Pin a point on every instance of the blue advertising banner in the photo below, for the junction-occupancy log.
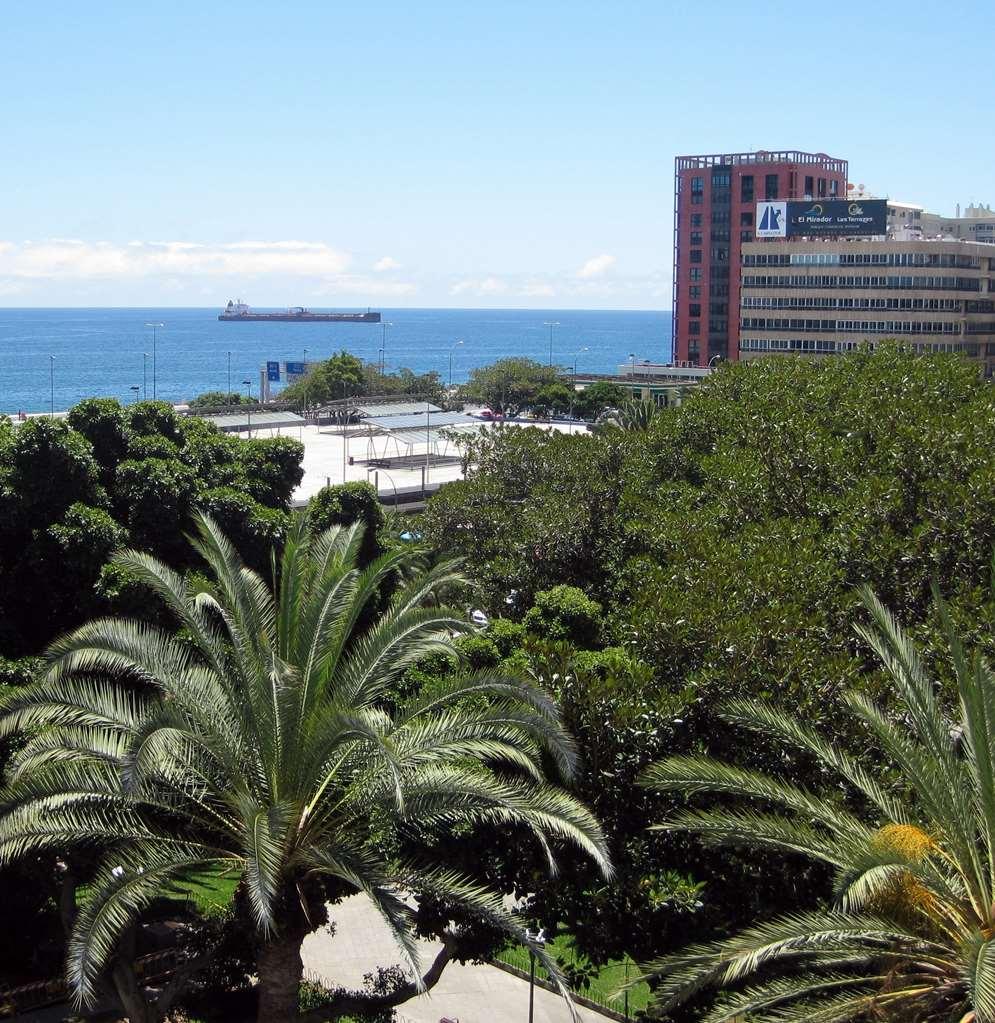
(822, 218)
(838, 216)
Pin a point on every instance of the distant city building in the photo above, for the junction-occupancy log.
(822, 297)
(907, 221)
(715, 207)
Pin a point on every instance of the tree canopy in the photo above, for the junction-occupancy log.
(265, 741)
(510, 385)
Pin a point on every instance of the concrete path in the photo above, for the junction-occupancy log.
(467, 993)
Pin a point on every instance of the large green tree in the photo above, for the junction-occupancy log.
(907, 830)
(266, 739)
(725, 543)
(509, 385)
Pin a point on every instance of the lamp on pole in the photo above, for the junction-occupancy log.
(453, 349)
(551, 324)
(573, 383)
(154, 327)
(383, 325)
(249, 411)
(540, 940)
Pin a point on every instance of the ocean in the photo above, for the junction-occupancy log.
(59, 356)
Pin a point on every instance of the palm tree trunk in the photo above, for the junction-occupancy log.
(280, 972)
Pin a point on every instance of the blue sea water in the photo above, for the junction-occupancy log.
(79, 353)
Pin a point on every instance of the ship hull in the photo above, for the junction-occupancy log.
(301, 317)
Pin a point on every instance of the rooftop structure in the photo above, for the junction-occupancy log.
(715, 203)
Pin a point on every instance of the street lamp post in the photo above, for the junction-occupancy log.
(540, 940)
(551, 324)
(154, 327)
(385, 325)
(573, 391)
(453, 349)
(249, 411)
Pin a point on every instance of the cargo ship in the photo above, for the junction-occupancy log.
(239, 312)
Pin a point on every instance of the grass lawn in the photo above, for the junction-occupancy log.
(210, 892)
(607, 980)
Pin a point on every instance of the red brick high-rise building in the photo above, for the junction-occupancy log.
(715, 202)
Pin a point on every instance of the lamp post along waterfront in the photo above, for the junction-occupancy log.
(382, 352)
(154, 327)
(573, 383)
(249, 411)
(453, 349)
(551, 324)
(540, 940)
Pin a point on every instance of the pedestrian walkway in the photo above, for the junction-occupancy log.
(468, 993)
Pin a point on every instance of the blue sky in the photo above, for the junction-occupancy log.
(506, 154)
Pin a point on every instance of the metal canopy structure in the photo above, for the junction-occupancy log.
(423, 420)
(396, 408)
(234, 421)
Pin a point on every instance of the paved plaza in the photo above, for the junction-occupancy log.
(326, 455)
(468, 993)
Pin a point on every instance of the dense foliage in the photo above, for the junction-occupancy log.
(266, 740)
(725, 541)
(345, 375)
(907, 934)
(73, 491)
(515, 384)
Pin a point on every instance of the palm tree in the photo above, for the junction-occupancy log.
(261, 741)
(631, 415)
(910, 932)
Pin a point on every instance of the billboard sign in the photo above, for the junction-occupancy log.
(838, 216)
(771, 220)
(824, 217)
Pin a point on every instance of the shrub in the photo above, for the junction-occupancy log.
(566, 613)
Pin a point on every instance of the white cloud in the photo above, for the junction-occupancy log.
(596, 266)
(352, 284)
(71, 258)
(536, 288)
(487, 285)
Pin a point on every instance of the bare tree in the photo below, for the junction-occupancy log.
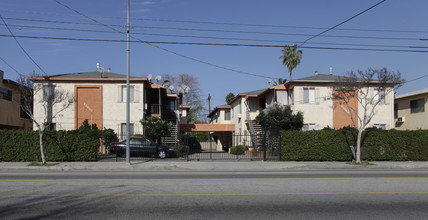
(53, 101)
(194, 97)
(361, 92)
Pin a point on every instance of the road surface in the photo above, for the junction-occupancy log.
(310, 194)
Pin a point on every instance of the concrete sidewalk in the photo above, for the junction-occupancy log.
(164, 165)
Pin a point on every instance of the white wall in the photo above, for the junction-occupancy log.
(320, 112)
(114, 110)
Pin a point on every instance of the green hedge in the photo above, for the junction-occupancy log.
(333, 145)
(237, 150)
(76, 145)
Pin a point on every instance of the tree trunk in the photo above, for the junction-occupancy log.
(358, 153)
(42, 152)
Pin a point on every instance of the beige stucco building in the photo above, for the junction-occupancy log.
(313, 96)
(410, 110)
(11, 115)
(100, 98)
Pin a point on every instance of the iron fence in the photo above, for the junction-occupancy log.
(265, 146)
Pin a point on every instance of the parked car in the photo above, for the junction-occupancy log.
(140, 146)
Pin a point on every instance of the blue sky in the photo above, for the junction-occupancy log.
(393, 25)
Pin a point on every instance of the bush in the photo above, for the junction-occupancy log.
(76, 145)
(237, 150)
(333, 145)
(181, 150)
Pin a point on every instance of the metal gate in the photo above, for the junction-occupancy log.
(232, 147)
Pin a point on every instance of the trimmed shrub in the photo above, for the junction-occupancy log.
(237, 150)
(76, 145)
(181, 150)
(333, 145)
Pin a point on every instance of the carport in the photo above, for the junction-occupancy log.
(222, 133)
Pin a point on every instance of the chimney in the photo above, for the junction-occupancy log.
(1, 77)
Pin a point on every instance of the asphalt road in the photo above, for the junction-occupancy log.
(318, 194)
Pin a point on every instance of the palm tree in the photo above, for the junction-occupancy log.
(291, 57)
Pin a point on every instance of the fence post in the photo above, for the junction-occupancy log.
(264, 146)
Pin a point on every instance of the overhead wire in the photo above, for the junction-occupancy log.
(343, 22)
(10, 66)
(161, 48)
(22, 48)
(201, 37)
(208, 44)
(217, 23)
(236, 31)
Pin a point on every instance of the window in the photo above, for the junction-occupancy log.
(417, 105)
(380, 126)
(309, 95)
(227, 115)
(378, 96)
(396, 110)
(309, 127)
(123, 130)
(131, 93)
(5, 94)
(50, 126)
(48, 93)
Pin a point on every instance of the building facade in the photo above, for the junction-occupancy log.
(11, 114)
(410, 110)
(100, 97)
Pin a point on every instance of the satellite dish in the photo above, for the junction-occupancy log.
(179, 89)
(166, 83)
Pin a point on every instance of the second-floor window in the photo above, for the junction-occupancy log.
(378, 96)
(396, 110)
(227, 115)
(309, 95)
(131, 92)
(417, 105)
(48, 92)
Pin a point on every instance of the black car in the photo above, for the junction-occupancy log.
(142, 147)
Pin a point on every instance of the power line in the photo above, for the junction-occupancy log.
(22, 48)
(164, 49)
(10, 66)
(217, 23)
(235, 31)
(152, 43)
(203, 37)
(342, 22)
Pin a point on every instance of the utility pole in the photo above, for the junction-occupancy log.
(128, 96)
(209, 103)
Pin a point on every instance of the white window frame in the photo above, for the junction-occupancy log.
(309, 126)
(131, 92)
(376, 96)
(380, 126)
(309, 95)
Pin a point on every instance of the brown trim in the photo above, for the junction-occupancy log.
(207, 127)
(135, 79)
(76, 121)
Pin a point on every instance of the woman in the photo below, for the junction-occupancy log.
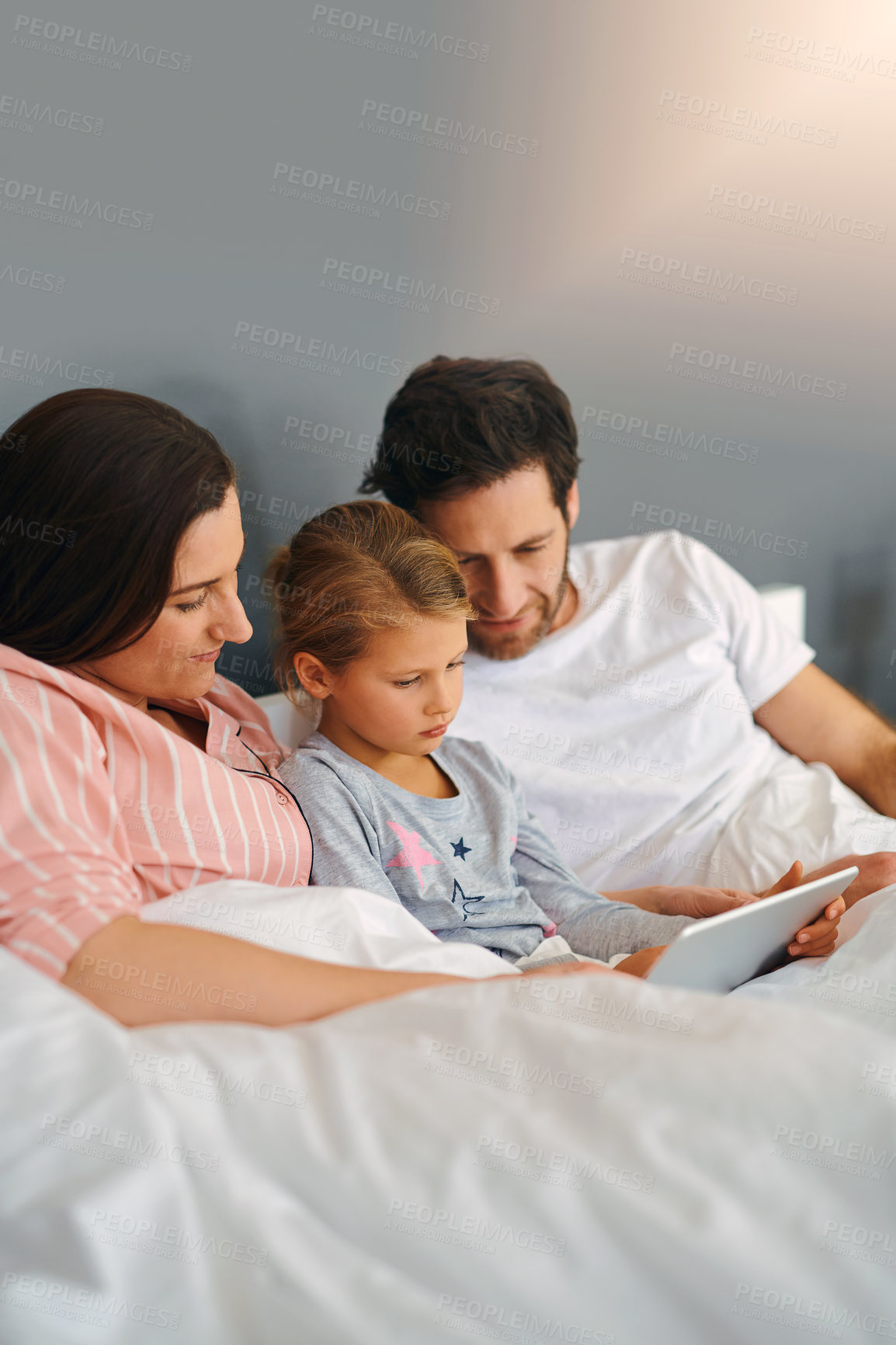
(130, 771)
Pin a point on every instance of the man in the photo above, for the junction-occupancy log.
(665, 725)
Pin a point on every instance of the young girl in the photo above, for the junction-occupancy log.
(373, 626)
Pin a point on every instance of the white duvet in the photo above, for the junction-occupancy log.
(521, 1159)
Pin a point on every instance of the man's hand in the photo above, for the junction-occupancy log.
(697, 903)
(814, 940)
(875, 872)
(817, 939)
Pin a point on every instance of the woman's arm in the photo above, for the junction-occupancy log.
(155, 973)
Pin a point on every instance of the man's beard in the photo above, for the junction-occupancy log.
(514, 645)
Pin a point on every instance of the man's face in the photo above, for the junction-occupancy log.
(512, 541)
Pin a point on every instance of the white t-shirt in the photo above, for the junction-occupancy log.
(631, 728)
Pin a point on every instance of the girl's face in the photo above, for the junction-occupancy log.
(404, 693)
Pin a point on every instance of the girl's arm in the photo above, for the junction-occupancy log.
(345, 839)
(154, 973)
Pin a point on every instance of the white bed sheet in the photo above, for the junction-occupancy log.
(589, 1159)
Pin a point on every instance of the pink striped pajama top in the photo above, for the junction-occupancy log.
(101, 808)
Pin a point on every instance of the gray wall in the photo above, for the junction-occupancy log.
(685, 211)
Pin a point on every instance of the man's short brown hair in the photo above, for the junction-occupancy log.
(460, 424)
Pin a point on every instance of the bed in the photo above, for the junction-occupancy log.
(584, 1159)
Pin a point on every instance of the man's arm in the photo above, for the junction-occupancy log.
(818, 720)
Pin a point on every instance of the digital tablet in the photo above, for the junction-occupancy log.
(723, 951)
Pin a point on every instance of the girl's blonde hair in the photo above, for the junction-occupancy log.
(350, 572)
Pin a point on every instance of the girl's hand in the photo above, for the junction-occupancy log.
(697, 903)
(561, 968)
(639, 963)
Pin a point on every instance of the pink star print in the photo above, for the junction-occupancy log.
(412, 853)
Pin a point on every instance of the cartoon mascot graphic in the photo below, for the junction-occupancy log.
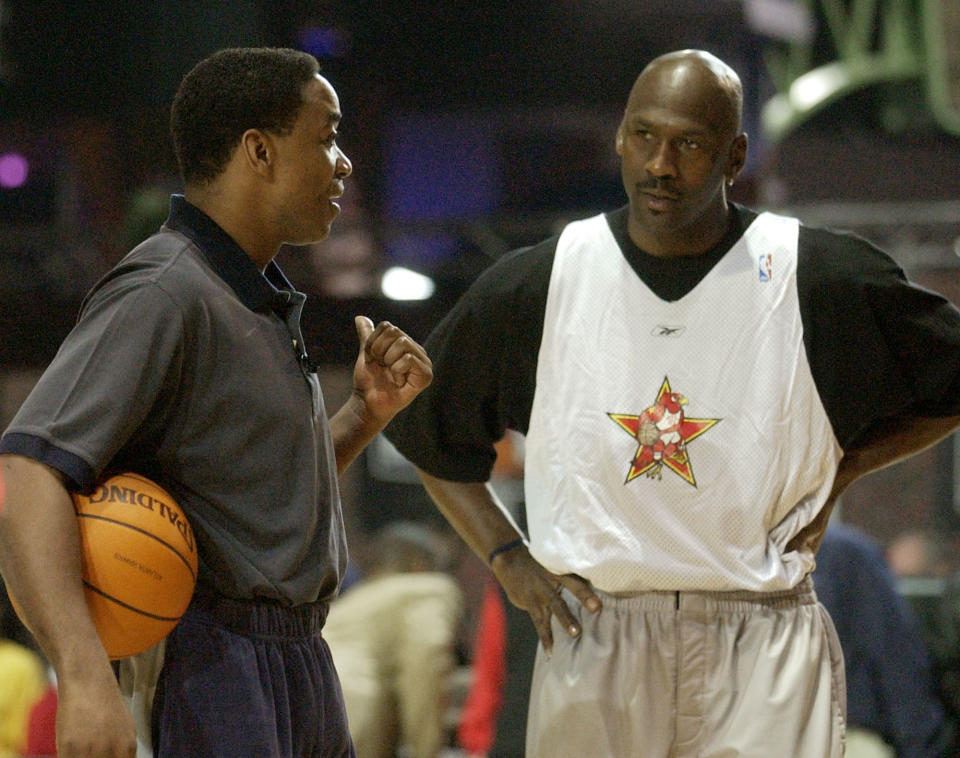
(663, 432)
(659, 429)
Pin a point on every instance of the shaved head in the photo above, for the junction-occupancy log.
(681, 147)
(711, 89)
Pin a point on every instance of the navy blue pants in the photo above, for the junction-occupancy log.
(249, 680)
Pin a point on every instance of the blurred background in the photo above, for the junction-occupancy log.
(476, 127)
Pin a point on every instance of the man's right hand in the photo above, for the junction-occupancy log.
(93, 720)
(537, 591)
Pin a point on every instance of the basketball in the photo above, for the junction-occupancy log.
(139, 562)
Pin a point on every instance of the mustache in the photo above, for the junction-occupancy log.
(666, 186)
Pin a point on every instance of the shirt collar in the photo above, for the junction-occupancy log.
(256, 290)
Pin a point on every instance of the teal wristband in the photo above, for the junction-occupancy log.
(504, 548)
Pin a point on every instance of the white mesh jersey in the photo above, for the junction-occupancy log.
(676, 445)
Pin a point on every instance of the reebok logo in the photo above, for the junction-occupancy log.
(662, 330)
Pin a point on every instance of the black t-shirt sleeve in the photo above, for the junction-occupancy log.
(878, 345)
(484, 355)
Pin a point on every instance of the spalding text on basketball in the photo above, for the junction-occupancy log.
(114, 494)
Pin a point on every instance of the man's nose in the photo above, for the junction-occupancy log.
(661, 162)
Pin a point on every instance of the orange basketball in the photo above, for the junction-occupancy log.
(139, 562)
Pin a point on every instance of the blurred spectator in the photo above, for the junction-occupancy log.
(892, 704)
(928, 578)
(493, 722)
(393, 636)
(23, 681)
(919, 553)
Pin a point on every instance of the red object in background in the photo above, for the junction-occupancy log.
(42, 727)
(478, 719)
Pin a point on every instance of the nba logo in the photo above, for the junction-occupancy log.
(765, 267)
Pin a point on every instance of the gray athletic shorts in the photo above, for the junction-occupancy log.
(684, 674)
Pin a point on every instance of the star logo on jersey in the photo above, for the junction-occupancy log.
(663, 431)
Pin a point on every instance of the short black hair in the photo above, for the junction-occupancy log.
(233, 90)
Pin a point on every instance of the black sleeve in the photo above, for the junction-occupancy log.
(878, 345)
(484, 355)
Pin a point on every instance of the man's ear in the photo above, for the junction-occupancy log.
(257, 150)
(737, 159)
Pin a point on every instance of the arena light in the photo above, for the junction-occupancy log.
(399, 283)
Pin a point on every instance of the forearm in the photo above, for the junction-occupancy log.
(41, 565)
(889, 442)
(352, 429)
(474, 511)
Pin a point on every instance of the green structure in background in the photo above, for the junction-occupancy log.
(901, 46)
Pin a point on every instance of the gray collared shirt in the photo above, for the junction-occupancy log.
(187, 365)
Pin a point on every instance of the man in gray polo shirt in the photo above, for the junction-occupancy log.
(187, 364)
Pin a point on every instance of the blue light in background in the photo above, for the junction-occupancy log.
(14, 170)
(440, 167)
(323, 41)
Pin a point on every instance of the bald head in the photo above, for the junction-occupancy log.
(706, 87)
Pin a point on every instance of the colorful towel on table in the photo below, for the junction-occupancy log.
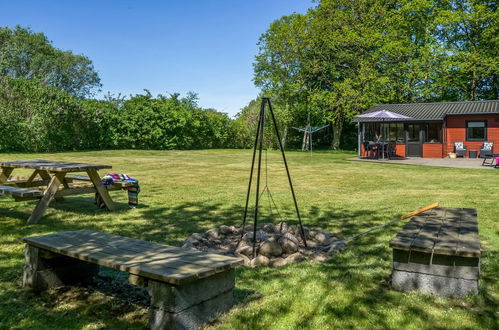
(133, 190)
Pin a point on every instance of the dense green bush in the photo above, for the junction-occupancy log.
(39, 117)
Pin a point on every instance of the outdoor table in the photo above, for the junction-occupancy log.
(53, 175)
(382, 146)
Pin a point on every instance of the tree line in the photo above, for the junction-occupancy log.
(324, 66)
(343, 56)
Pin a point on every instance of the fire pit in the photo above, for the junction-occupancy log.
(276, 244)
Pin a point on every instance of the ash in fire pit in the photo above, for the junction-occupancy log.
(276, 245)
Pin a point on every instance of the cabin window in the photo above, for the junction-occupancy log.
(476, 130)
(433, 133)
(396, 132)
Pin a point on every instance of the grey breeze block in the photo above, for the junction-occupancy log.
(184, 304)
(438, 252)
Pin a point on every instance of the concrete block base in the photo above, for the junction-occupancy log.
(191, 305)
(435, 284)
(44, 270)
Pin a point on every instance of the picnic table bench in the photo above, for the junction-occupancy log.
(54, 181)
(187, 287)
(438, 252)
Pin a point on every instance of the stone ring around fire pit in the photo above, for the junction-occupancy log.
(276, 244)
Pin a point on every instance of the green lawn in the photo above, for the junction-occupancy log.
(191, 191)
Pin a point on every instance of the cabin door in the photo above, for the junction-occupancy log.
(414, 140)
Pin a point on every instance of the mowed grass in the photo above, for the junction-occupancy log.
(191, 191)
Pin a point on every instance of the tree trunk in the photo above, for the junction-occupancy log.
(473, 86)
(284, 136)
(337, 126)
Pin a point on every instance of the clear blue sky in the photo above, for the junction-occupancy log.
(206, 46)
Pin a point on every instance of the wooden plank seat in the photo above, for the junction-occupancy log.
(438, 252)
(76, 177)
(188, 288)
(18, 192)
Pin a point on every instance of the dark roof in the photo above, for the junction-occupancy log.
(436, 111)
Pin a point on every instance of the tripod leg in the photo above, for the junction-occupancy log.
(251, 178)
(262, 121)
(287, 171)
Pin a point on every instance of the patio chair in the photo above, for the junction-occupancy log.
(366, 150)
(392, 150)
(486, 149)
(460, 149)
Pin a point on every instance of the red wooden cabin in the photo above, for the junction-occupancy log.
(434, 127)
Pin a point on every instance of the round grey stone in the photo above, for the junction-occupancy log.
(270, 249)
(225, 230)
(213, 233)
(260, 261)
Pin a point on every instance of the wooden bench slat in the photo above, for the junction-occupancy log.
(447, 232)
(123, 184)
(53, 166)
(170, 264)
(20, 192)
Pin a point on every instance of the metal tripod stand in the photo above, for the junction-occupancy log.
(259, 146)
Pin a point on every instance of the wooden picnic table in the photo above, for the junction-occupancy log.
(53, 175)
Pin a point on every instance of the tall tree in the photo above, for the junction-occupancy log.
(469, 32)
(344, 56)
(25, 54)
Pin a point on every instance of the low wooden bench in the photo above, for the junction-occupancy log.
(75, 177)
(438, 252)
(187, 288)
(21, 193)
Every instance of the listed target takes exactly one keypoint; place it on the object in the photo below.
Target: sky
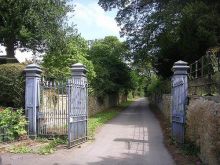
(91, 21)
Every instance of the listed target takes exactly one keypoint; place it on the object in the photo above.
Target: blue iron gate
(179, 100)
(77, 111)
(63, 109)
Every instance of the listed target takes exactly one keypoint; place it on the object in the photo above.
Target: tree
(58, 59)
(112, 74)
(164, 31)
(30, 24)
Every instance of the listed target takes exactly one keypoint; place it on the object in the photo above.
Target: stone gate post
(179, 100)
(32, 97)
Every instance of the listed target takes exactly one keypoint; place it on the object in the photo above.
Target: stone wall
(202, 128)
(163, 102)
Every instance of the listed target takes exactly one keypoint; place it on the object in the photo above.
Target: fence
(204, 74)
(57, 108)
(53, 111)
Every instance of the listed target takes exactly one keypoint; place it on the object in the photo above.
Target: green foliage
(112, 74)
(13, 122)
(31, 24)
(57, 62)
(21, 149)
(101, 118)
(12, 85)
(157, 84)
(163, 32)
(51, 147)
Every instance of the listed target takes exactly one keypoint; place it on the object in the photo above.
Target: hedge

WHAT TO WORK ON =
Only the lines from the one containing "Target: stone gate post" through the end of the material should be copied, exactly as they stand; please keep both ends.

OUTPUT FOR THIS EXERCISE =
Target: stone gate post
(179, 100)
(32, 97)
Every instance of the listed target takes exactly one keypoint; place it on the object in the photo above.
Target: stone wall
(202, 128)
(163, 102)
Every instance of the listed target takes exactly one keypoint; place it on the object in the photo above.
Target: fence
(204, 74)
(57, 108)
(53, 111)
Every instance of the listed target takes exactly one keypoint; place it on the object in the photo above.
Target: green foliage
(112, 74)
(13, 122)
(31, 24)
(57, 62)
(21, 149)
(101, 118)
(12, 85)
(157, 84)
(163, 32)
(51, 147)
Every instance of the listed target takes exactly one keypoint; place it on the object in the photo above.
Target: hedge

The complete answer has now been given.